**THE EXERCISE:** Find every line in the data below that contains the string "TARGET" and copy each one. Case counts.

**ENTRIES PROVIDED:**
---------------
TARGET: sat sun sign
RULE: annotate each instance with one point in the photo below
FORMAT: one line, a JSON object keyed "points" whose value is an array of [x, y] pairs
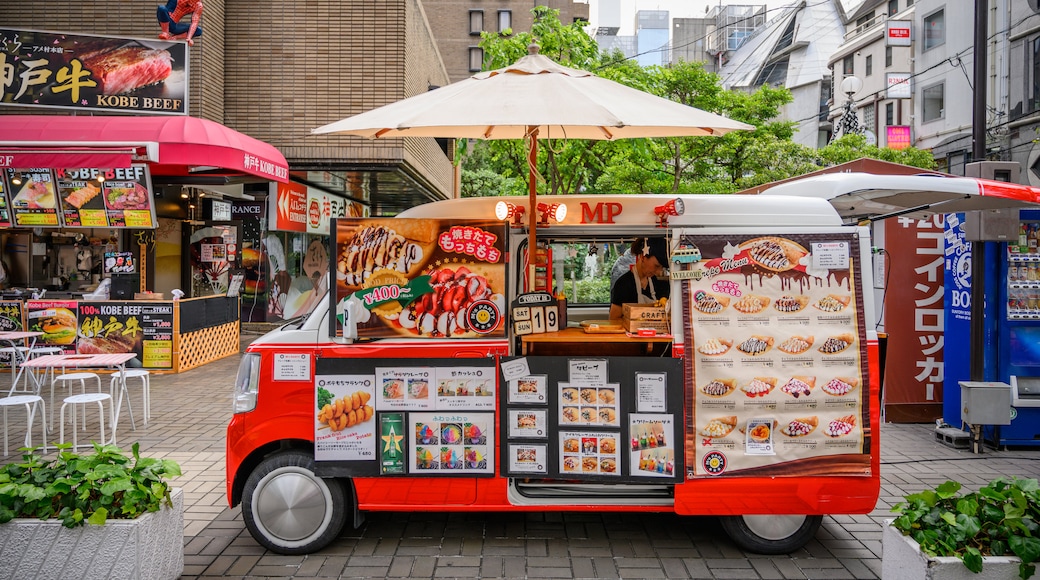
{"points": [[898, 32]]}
---------------
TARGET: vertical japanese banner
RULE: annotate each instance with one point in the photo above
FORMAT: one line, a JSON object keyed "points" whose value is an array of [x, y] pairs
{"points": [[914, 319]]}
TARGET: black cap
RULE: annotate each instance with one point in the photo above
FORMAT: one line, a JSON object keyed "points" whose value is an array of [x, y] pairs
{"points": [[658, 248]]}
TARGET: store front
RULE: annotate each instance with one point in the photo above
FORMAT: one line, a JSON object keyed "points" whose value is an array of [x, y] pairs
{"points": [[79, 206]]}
---------------
**REPLY:**
TARGET: sat sun sign
TARGET: vertical japanese banner
TARGET: black cap
TARGET: store front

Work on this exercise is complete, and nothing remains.